Provided passage:
Having shingles raises the risk of suffering a stroke by almost a third, according to a new study.
Having shingles raises the risk of suffering a stroke by almost a third, according to a new study.
In a study reported in Stroke: Journal of the American Heart Association, adults with shingles were about 30 percent more likely to have a stroke during a one-year follow-up than adults without shingles.The risk was even greater when the infection involved the eyes.
Shingles, also called herpes zoster, is a painful skin rash caused by the varicella zoster virus (VZV). VZV is the same virus that causes chickenpox.
After a person recovers from chickenpox, the virus stays in the body. Usually the virus doesn't cause problems, but it can reappear years later, causing shingles.
Shingles is not caused by the same virus that causes genital herpes, a sexually transmitted disease.

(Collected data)
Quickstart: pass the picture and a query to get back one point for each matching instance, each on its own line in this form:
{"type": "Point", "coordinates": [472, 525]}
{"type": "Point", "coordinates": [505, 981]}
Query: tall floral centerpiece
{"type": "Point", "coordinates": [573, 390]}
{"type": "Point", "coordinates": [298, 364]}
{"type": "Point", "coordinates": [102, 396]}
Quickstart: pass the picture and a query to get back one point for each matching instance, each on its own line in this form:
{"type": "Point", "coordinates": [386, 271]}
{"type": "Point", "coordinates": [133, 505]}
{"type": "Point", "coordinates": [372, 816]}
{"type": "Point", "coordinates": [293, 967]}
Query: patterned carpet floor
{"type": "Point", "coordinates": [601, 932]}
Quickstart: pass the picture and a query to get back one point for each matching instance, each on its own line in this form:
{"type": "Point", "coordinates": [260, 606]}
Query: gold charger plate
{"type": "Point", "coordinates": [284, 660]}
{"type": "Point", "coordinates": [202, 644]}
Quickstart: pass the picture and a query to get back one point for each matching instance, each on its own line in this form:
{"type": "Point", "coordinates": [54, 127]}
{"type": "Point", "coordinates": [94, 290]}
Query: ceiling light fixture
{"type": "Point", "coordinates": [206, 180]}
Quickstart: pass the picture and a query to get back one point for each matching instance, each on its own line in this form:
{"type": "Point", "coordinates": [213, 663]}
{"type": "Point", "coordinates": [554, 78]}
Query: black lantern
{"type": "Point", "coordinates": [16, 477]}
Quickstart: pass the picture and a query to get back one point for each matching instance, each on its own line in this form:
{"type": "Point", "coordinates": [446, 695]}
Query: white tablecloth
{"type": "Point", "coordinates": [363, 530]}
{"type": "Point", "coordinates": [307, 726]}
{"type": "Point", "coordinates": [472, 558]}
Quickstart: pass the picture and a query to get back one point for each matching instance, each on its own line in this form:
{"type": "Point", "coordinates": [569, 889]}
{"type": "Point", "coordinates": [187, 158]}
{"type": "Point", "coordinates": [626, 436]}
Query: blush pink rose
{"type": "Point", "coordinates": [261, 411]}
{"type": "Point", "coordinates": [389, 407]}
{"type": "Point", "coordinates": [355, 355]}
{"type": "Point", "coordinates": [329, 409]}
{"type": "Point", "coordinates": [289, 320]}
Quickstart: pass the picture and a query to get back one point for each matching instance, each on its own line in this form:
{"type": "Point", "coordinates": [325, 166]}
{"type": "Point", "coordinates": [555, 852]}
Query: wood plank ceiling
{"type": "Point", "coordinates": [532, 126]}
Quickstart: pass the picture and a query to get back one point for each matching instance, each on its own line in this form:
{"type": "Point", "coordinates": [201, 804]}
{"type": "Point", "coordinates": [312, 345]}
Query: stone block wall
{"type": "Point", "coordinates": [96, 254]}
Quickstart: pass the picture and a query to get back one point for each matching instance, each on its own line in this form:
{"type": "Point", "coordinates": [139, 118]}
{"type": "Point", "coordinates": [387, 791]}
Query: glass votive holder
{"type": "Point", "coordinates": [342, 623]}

Exercise requirements: Copy out the entire passage on shingles and stroke risk, word for word.

Solution for this task:
Having shingles raises the risk of suffering a stroke by almost a third, according to a new study.
Having shingles raises the risk of suffering a stroke by almost a third, according to a new study.
In a study reported in Stroke: Journal of the American Heart Association, adults with shingles were about 30 percent more likely to have a stroke during a one-year follow-up than adults without shingles.The risk was even greater when the infection involved the eyes.
Shingles, also called herpes zoster, is a painful skin rash caused by the varicella zoster virus (VZV). VZV is the same virus that causes chickenpox.
After a person recovers from chickenpox, the virus stays in the body. Usually the virus doesn't cause problems, but it can reappear years later, causing shingles.
Shingles is not caused by the same virus that causes genital herpes, a sexually transmitted disease.